▶ **EXERCISE**
Count the lines in the rows below that contain the string "spectator", with case counting. Reply with the number alone.

AVAILABLE DATA start

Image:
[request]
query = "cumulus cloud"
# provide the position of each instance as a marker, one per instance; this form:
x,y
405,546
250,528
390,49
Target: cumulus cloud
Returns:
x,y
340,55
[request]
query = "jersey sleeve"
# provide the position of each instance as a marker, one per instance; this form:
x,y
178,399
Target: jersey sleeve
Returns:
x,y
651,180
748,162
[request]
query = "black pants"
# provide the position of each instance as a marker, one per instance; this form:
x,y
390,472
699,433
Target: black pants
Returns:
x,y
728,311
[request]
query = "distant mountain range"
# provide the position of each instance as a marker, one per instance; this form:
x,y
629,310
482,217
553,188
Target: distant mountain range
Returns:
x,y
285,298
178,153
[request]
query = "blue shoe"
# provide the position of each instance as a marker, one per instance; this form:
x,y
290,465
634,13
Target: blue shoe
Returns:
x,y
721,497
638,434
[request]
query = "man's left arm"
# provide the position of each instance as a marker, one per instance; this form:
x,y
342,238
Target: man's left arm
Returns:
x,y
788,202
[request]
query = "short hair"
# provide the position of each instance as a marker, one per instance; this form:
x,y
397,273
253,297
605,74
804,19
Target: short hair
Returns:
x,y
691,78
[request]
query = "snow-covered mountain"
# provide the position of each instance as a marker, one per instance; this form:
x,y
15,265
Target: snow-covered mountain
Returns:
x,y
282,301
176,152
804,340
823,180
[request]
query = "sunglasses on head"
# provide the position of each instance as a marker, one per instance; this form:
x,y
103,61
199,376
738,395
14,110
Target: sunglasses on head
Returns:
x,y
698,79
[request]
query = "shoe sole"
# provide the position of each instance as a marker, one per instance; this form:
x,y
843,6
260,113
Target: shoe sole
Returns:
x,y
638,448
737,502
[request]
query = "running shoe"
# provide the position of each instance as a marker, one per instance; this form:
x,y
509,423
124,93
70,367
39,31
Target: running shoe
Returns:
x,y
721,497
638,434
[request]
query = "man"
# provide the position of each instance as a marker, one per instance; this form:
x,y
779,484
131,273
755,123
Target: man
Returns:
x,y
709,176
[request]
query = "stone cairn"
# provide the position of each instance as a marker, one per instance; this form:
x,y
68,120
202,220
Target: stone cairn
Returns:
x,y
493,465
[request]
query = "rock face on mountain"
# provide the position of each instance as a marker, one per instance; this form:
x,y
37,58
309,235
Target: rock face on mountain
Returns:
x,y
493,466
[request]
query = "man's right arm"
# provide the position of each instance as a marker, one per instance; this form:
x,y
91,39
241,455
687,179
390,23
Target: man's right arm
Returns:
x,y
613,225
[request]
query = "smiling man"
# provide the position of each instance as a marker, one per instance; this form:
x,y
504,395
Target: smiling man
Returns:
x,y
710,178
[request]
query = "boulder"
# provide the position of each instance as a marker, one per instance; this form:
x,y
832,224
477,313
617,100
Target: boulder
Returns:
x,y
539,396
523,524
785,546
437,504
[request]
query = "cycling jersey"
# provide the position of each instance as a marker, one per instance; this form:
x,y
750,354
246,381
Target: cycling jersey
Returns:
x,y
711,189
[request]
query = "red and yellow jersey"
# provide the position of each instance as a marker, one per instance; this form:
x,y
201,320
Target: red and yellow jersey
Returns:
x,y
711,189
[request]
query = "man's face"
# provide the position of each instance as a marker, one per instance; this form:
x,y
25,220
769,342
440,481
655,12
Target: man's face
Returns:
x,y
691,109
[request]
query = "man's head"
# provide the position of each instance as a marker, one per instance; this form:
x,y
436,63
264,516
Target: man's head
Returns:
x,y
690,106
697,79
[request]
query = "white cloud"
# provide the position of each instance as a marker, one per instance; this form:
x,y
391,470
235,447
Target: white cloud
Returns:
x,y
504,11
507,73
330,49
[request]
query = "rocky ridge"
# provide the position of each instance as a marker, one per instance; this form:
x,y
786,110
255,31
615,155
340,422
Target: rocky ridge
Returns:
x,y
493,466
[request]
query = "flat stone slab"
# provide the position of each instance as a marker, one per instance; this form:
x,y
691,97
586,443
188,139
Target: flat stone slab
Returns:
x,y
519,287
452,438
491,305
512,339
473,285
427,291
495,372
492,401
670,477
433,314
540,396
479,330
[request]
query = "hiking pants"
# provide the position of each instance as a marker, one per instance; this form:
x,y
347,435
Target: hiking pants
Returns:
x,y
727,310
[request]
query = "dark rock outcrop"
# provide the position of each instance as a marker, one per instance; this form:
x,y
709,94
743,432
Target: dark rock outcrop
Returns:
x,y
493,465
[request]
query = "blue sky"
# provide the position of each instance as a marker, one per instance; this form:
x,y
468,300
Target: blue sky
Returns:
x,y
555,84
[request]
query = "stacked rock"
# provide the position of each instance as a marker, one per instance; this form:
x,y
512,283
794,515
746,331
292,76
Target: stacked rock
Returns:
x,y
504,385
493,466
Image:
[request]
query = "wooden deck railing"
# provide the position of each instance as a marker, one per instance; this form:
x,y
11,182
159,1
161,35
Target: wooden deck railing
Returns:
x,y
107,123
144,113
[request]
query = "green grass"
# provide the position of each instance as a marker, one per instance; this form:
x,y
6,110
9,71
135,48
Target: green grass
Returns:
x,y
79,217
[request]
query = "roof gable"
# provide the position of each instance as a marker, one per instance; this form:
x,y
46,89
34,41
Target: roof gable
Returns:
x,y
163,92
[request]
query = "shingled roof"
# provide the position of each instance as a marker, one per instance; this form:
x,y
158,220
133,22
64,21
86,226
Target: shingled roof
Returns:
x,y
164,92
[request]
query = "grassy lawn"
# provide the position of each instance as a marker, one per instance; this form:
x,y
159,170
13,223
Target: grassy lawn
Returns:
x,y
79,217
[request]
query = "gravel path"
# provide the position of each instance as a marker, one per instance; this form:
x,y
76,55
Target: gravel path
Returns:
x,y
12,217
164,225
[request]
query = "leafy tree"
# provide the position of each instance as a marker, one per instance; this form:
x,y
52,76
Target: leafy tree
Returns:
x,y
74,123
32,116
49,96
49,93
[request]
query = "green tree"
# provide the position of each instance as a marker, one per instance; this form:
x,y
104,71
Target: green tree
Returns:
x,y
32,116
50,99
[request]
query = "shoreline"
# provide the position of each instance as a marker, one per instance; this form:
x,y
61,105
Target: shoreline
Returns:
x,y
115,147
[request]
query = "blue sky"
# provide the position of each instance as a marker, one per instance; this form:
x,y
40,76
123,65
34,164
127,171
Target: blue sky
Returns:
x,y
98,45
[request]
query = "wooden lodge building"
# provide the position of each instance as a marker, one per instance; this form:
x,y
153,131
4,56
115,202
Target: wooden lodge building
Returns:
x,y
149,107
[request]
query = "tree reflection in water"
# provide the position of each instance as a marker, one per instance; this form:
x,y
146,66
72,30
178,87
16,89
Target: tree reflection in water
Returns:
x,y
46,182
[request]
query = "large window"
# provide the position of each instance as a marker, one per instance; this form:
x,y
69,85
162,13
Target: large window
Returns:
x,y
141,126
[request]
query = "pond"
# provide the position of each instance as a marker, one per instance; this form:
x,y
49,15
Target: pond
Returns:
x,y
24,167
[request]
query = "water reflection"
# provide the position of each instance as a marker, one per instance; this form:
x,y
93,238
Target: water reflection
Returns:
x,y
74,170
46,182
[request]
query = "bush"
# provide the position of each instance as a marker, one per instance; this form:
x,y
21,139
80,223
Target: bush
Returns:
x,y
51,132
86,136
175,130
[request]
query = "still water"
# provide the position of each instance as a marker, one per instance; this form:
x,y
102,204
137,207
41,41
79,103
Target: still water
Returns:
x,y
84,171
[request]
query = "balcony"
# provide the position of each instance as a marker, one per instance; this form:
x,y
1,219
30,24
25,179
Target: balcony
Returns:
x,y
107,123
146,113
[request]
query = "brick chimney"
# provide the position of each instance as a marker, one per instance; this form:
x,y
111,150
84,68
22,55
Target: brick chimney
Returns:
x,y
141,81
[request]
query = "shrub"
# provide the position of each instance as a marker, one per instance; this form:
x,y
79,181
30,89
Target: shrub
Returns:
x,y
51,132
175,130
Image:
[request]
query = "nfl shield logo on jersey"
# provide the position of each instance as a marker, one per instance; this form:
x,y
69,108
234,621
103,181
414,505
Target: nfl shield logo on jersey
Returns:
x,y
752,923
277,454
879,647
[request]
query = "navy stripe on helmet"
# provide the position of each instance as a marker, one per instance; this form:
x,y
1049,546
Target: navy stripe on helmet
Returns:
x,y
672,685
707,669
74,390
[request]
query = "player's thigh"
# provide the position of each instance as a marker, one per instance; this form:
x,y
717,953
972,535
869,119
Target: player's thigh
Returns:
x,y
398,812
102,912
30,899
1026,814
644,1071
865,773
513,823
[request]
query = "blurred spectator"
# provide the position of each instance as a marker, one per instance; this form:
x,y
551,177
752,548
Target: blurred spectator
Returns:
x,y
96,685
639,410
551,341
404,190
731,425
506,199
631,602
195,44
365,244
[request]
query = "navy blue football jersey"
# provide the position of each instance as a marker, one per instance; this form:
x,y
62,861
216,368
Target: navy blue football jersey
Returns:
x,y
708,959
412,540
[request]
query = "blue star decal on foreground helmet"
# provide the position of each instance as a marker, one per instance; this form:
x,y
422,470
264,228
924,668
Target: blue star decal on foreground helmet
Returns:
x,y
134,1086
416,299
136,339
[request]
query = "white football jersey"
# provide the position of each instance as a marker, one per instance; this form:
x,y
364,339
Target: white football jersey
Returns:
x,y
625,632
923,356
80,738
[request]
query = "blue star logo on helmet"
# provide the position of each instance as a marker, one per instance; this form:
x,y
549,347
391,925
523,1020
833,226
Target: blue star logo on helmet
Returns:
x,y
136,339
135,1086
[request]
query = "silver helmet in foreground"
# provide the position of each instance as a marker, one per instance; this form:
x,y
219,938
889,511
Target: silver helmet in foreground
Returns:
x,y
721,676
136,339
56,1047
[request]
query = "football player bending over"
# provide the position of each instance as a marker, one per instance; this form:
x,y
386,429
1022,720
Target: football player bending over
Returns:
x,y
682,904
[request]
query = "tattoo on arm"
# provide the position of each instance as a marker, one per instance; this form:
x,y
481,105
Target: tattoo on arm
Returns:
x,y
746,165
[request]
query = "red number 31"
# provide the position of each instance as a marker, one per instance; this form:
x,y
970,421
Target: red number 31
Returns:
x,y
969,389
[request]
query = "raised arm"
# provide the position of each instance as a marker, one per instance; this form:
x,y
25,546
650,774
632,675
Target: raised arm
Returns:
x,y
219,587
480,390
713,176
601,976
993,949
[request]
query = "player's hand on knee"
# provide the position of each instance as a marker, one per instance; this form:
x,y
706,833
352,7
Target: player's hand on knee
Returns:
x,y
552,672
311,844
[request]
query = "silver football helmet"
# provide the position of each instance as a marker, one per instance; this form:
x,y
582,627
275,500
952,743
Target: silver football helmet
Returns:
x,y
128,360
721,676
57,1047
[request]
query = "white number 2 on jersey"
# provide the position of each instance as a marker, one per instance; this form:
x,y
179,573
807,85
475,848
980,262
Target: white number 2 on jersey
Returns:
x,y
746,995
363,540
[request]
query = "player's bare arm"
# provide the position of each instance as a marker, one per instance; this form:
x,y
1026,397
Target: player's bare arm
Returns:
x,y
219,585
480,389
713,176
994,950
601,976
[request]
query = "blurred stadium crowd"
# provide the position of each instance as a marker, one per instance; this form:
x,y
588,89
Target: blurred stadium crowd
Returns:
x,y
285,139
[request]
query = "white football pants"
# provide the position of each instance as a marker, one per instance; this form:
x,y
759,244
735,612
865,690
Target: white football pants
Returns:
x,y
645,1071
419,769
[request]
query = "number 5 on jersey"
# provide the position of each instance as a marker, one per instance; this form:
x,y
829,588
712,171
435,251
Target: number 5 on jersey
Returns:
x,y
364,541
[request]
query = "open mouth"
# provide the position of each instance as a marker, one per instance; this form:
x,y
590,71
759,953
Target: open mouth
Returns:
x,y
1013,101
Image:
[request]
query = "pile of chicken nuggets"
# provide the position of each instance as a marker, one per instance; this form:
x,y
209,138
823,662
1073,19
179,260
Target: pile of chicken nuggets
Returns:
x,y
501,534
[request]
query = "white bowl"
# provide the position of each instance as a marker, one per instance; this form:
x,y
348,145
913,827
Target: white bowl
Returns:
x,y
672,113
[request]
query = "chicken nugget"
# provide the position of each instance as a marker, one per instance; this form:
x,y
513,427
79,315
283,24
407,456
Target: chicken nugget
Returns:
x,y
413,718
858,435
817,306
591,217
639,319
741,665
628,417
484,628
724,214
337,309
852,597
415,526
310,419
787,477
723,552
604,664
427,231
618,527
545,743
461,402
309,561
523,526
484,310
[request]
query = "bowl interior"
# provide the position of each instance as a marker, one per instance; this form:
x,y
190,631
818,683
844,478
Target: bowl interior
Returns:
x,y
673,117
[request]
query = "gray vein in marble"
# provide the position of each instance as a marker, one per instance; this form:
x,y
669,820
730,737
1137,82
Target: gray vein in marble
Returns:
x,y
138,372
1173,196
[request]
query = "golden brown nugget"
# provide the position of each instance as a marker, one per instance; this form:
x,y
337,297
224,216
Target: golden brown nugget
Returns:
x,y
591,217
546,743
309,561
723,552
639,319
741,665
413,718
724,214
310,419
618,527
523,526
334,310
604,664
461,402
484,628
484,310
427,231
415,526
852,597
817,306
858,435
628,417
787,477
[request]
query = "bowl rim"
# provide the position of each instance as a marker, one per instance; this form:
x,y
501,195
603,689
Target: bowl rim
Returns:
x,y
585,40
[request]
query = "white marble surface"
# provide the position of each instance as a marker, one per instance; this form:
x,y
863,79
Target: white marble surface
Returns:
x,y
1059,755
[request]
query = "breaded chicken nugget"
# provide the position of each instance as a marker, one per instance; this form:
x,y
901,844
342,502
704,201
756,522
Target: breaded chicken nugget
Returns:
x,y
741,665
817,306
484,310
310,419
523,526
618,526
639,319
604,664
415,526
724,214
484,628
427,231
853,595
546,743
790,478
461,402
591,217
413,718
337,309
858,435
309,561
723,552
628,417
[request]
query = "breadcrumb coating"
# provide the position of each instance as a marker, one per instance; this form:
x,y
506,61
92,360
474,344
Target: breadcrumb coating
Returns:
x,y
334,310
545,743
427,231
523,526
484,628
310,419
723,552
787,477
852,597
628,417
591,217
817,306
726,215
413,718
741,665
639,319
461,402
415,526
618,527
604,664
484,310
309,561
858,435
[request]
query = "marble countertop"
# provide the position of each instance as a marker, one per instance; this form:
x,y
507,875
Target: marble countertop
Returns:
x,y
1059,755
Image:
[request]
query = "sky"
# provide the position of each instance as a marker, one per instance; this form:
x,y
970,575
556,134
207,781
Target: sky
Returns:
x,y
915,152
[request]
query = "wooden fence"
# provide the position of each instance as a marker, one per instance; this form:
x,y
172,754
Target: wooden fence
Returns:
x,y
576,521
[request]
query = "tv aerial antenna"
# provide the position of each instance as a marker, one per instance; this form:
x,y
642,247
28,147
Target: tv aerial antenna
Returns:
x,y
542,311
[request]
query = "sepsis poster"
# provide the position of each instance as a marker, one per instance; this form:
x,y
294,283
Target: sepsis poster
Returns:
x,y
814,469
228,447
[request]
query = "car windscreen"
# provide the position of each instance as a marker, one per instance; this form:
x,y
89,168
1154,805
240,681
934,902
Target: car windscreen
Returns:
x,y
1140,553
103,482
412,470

AVAILABLE DATA end

▶ **TASK OUTPUT**
2